◆ Text provided:
--

Tuesday, 31 March 2015


In discussing his approaches to what he has termed his A- and B-films in 'Impossible Stories', Wim Wenders has written that the 'A-films' were largely improvised, in comparison to the 'B-films', which were tightly scripted. This sequence of alternating A and B-films essentially ended with The State of Things in 1982. It began with Alice In The Cities. The first section of the film, in America, followed a script, but once Alice and Philip return to Europe, scenes in the film as the characters search for Alice's grandmother's house were increasingly improvised and determined in part by the contingency of the locations which the production found. Alice In The Cities was followed by The Wrong Move, scripted by Peter Handke, and based on Goethe's Wilhelm Meister's Apprenticeship. In reaction to The Wrong Move, the third of the 'road movies trilogy', Kings Of The Road, returned to an improvisational method. Wenders has written that this was partly inspired by visiting old cinemas in towns close to the border between East and West Germany. As the small crew moved from one location to another, Wenders would write up a scenario for the actors to improvise around the next day inspired by where they found themselves.

--

◆ Short task 1: Count the lines in the records that contain the string "paraglider", treating uppercase and lowercase as different, and give only the number.

(Stored dataset items)

--

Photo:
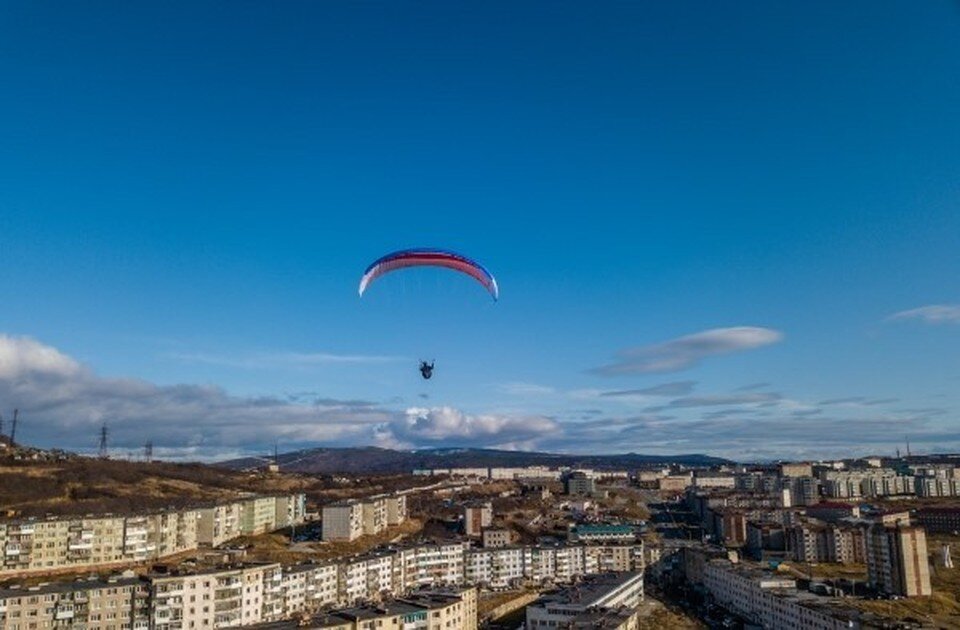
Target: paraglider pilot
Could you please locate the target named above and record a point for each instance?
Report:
(426, 369)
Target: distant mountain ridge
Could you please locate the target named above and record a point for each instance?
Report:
(371, 459)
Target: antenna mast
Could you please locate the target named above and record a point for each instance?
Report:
(102, 449)
(13, 429)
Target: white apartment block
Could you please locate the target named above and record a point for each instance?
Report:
(396, 509)
(606, 591)
(219, 523)
(343, 521)
(374, 515)
(55, 544)
(772, 601)
(494, 568)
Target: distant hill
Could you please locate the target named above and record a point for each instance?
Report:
(373, 460)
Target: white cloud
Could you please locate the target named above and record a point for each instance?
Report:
(931, 314)
(281, 359)
(688, 351)
(449, 426)
(526, 389)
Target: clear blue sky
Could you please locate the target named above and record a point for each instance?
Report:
(189, 192)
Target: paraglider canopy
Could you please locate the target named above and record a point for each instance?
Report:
(427, 257)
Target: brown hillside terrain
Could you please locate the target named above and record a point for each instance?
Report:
(80, 485)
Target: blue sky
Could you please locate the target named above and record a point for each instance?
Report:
(189, 193)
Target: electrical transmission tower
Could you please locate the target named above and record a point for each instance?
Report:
(102, 450)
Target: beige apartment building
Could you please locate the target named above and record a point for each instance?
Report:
(396, 509)
(219, 523)
(115, 604)
(374, 515)
(448, 609)
(217, 599)
(343, 521)
(897, 559)
(55, 544)
(477, 517)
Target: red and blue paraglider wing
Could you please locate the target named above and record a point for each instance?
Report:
(429, 258)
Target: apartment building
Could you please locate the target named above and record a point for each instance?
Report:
(445, 609)
(771, 600)
(498, 568)
(115, 604)
(497, 537)
(217, 598)
(55, 544)
(429, 565)
(350, 519)
(396, 509)
(597, 593)
(936, 486)
(258, 515)
(343, 521)
(939, 520)
(897, 559)
(310, 587)
(374, 515)
(219, 523)
(797, 469)
(603, 533)
(477, 517)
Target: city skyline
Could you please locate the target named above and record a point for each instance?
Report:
(720, 230)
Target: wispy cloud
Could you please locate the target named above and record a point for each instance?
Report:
(526, 389)
(281, 359)
(686, 352)
(931, 314)
(63, 402)
(677, 388)
(452, 427)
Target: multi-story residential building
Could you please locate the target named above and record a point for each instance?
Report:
(219, 523)
(580, 483)
(770, 600)
(603, 533)
(258, 515)
(310, 587)
(798, 469)
(874, 482)
(714, 481)
(374, 515)
(430, 565)
(497, 537)
(936, 486)
(290, 510)
(55, 544)
(804, 490)
(446, 609)
(831, 512)
(814, 541)
(607, 591)
(396, 509)
(939, 520)
(897, 559)
(115, 604)
(494, 568)
(343, 521)
(477, 517)
(217, 598)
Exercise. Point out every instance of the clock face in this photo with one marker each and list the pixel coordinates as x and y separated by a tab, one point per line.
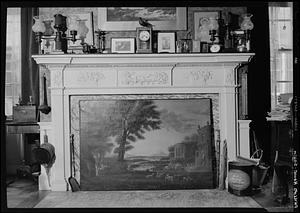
215	48
144	35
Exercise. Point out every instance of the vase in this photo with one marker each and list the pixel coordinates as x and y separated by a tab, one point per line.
39	26
82	29
49	30
246	23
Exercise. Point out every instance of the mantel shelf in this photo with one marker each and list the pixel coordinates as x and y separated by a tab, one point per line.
74	59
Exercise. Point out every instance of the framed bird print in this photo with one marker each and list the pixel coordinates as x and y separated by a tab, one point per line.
127	18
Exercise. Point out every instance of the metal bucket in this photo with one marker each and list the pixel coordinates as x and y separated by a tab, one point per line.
259	174
240	178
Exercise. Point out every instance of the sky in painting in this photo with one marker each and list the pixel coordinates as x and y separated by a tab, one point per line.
133	13
180	118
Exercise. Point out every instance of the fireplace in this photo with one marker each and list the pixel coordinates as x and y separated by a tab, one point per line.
165	79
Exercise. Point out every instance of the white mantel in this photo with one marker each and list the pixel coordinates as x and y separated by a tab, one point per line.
92	74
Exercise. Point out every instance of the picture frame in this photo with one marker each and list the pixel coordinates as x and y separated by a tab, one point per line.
90	39
166	42
123	45
201	21
121	18
48	45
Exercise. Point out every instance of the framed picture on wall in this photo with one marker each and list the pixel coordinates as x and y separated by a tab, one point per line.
84	20
201	22
122	45
127	18
166	42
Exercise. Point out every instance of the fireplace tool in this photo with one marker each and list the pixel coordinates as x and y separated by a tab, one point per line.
72	180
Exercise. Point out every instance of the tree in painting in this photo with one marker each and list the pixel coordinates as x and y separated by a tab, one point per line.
129	120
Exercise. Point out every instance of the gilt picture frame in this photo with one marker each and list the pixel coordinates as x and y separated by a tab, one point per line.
122	45
126	18
201	22
166	42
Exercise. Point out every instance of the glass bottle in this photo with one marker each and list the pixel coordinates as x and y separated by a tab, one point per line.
247	24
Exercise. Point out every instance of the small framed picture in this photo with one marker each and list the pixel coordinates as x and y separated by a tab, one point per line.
201	25
166	42
122	45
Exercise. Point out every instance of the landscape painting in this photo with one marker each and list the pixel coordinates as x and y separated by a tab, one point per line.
127	18
146	144
133	13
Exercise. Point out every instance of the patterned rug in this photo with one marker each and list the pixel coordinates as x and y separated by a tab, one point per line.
143	199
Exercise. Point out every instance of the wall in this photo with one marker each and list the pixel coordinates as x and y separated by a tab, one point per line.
49	12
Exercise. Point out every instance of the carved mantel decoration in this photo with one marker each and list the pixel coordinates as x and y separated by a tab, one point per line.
129	74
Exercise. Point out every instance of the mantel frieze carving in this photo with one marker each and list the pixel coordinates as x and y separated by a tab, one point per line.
121	65
144	78
94	77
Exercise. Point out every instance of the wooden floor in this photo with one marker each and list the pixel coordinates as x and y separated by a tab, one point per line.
23	193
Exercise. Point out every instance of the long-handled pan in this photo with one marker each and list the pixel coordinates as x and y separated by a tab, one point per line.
73	182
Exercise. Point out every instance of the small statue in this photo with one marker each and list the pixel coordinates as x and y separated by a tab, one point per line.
143	22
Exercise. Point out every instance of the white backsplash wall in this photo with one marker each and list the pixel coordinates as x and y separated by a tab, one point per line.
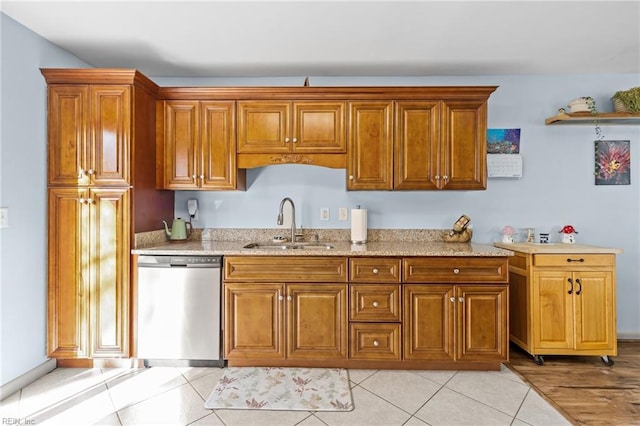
557	187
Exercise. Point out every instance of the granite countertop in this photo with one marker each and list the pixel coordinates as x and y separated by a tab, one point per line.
340	248
557	248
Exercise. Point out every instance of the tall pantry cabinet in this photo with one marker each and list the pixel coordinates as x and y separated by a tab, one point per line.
101	191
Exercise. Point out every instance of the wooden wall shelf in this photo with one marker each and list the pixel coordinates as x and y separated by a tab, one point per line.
588	118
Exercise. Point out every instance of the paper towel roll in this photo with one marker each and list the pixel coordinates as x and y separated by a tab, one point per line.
358	226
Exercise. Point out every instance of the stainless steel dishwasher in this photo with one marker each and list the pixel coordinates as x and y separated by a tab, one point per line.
179	310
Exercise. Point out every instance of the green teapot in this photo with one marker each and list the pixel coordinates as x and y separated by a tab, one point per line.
178	230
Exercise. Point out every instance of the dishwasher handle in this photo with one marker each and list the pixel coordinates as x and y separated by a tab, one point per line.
146	261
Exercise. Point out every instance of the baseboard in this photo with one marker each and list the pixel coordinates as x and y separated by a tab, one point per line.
27	378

--

◆ Short task 2: Reproduce the full text above on Wim Wenders's A- and B-films word for word.

◆ Problem solution 1: 3

◆ Problem solution 2:
Tuesday, 31 March 2015


In discussing his approaches to what he has termed his A- and B-films in 'Impossible Stories', Wim Wenders has written that the 'A-films' were largely improvised, in comparison to the 'B-films', which were tightly scripted. This sequence of alternating A and B-films essentially ended with The State of Things in 1982. It began with Alice In The Cities. The first section of the film, in America, followed a script, but once Alice and Philip return to Europe, scenes in the film as the characters search for Alice's grandmother's house were increasingly improvised and determined in part by the contingency of the locations which the production found. Alice In The Cities was followed by The Wrong Move, scripted by Peter Handke, and based on Goethe's Wilhelm Meister's Apprenticeship. In reaction to The Wrong Move, the third of the 'road movies trilogy', Kings Of The Road, returned to an improvisational method. Wenders has written that this was partly inspired by visiting old cinemas in towns close to the border between East and West Germany. As the small crew moved from one location to another, Wenders would write up a scenario for the actors to improvise around the next day inspired by where they found themselves.